◆ Exercise requirements
Word for word, restate every line of the listing that follows.

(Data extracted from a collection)

***

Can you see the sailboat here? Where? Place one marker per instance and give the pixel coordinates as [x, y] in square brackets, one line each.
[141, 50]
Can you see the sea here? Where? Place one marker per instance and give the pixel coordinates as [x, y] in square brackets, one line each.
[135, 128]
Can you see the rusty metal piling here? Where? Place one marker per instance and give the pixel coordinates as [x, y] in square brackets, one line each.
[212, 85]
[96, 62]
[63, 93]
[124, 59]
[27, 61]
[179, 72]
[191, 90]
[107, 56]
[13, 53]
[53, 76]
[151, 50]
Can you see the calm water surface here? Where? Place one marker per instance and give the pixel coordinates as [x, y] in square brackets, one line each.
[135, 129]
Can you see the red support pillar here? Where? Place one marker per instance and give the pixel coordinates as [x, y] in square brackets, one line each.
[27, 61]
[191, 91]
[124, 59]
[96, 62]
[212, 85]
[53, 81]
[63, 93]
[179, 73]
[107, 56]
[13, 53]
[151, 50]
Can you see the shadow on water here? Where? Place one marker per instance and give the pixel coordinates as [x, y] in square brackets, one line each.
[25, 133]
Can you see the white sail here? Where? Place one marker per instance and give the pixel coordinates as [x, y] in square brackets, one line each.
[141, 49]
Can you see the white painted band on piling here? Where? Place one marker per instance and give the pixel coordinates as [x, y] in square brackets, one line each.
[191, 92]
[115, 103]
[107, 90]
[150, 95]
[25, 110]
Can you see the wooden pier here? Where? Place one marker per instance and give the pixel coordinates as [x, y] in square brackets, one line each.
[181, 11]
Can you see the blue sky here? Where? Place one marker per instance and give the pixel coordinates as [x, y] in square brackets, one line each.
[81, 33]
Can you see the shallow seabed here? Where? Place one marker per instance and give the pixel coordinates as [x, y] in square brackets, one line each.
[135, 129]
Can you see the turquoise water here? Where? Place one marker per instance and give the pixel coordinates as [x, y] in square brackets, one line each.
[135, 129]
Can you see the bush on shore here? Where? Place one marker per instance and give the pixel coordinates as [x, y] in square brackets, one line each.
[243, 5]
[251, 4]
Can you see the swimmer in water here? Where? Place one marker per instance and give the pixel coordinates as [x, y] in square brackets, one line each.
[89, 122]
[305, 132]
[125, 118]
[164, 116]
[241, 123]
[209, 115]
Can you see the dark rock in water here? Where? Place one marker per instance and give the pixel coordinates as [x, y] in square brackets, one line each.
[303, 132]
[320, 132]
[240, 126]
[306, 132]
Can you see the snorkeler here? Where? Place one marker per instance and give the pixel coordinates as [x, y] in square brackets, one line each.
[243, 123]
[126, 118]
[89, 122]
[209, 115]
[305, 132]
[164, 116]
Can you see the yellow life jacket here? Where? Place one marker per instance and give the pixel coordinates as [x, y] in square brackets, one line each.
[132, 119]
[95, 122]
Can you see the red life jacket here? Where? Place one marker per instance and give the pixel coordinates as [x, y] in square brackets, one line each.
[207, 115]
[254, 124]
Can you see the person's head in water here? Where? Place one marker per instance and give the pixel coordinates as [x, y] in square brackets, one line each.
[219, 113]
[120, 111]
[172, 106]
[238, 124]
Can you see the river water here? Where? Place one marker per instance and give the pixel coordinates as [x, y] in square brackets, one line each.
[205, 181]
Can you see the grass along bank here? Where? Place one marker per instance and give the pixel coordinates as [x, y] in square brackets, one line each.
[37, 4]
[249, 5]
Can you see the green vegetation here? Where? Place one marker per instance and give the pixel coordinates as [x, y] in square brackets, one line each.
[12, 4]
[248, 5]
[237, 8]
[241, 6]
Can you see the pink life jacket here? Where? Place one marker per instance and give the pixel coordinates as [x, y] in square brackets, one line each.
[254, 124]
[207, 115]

***

◆ Completed task
Can you see the sailboat here? Where? Place one marker per instance and give the pixel coordinates as [x, y] in square brackets, one line each.
[141, 50]
Can you see the sea here? Where? Place one marker per instance and give the pixel coordinates as [x, y] in square brackets, one line each.
[135, 128]
Can you see the rusty metal piling here? Where? Place one marker per instance and give the pixel coordinates as [x, y] in square brackets, one line each.
[212, 85]
[96, 62]
[63, 93]
[124, 59]
[27, 61]
[179, 72]
[191, 90]
[107, 56]
[13, 53]
[53, 76]
[151, 50]
Can you see the calm water surface here? Where? Place one marker per instance and give the pixel coordinates as [x, y] in square brackets, one line each.
[135, 129]
Can you see the red support pillar here? Where? Place one marker per instance and give the pixel coordinates as [x, y] in square brackets, one line each.
[27, 61]
[191, 91]
[124, 59]
[96, 62]
[212, 85]
[53, 81]
[63, 93]
[179, 73]
[107, 56]
[13, 53]
[151, 50]
Can you see the shadow on water here? Where? Place one marker per instance and give the pixel coordinates as [x, y] in square brackets, one line each.
[25, 133]
Can you see the white sail here? Where? Place one marker per instance and give the pixel coordinates as [x, y] in square brackets, one line each.
[141, 49]
Can you see the white painted band on piling here? Where? Place one marker per instance and give the pixel coordinates as [x, y] in square brackets, one line each.
[191, 92]
[115, 103]
[107, 90]
[150, 95]
[25, 110]
Can you see the wooden pier here? Where? Place one marker per instance and give the pixel coordinates as [x, y] in square brackets, one line each.
[181, 11]
Can you see the blue sky here? Where? Place one marker per instance and give the pixel coordinates as [x, y] in square brackets, one line each.
[81, 33]
Can you see the shallow seabed here? Where? Place one marker per instance and give the pixel coordinates as [x, y] in square brackets, one line each.
[135, 129]
Can you see the turquoise water here? Where? Place one marker per instance and give the pixel coordinates as [x, y] in square brackets, one line each.
[135, 129]
Can you see the bush on shore here? Where? Place one marker per instance and give the pixel coordinates as [x, y] in square brackets, one line each.
[243, 5]
[251, 4]
Can you see the swimmer in water here? Where? Place one marker per instance and give the pixel coordinates as [x, y] in square brackets, one line each.
[89, 122]
[305, 132]
[125, 118]
[164, 116]
[241, 123]
[209, 115]
Can you see the dark rock in water here? Where? Place one marker per instance and give the pixel coordinates as [x, y] in square brackets, one line each.
[303, 132]
[320, 132]
[240, 126]
[306, 132]
Can you see the snorkeler here? Where? Place one marker per instance and give the pixel coordinates as [x, y] in square brackets, one line each.
[243, 123]
[126, 118]
[89, 122]
[209, 115]
[305, 132]
[164, 116]
Can you see the yellow life jacket here? Where? Place one marker per instance and give the pixel coordinates as [x, y] in square brackets, one line each.
[132, 119]
[95, 122]
Can you see the red life jacket here? Where? Place one marker per instance and give the pixel coordinates as [x, y] in square brackets, one line each.
[207, 115]
[254, 124]
Can you see the person's head in water here? Where? Place one marker per instance and give the pixel coordinates as [x, y] in square brackets, one line each.
[219, 113]
[120, 111]
[172, 106]
[238, 124]
Can you see the river water here? Where? Place one marker per instance and give the pixel coordinates as [x, y] in square brackets, one line each.
[205, 181]
Can you see the grass along bank here? Where? Place one marker per instance and give the pixel coordinates as [x, y] in square brackets, one line each.
[37, 4]
[249, 5]
Can you see the green vegetation here? Where? Place one marker per instance and give the pixel coordinates as [x, y] in square brackets, one line each.
[12, 4]
[248, 5]
[237, 8]
[241, 6]
Can you see the pink life jacket here? Where? Place one marker per instance and give the pixel coordinates as [x, y] in square brackets, one line each.
[254, 124]
[207, 115]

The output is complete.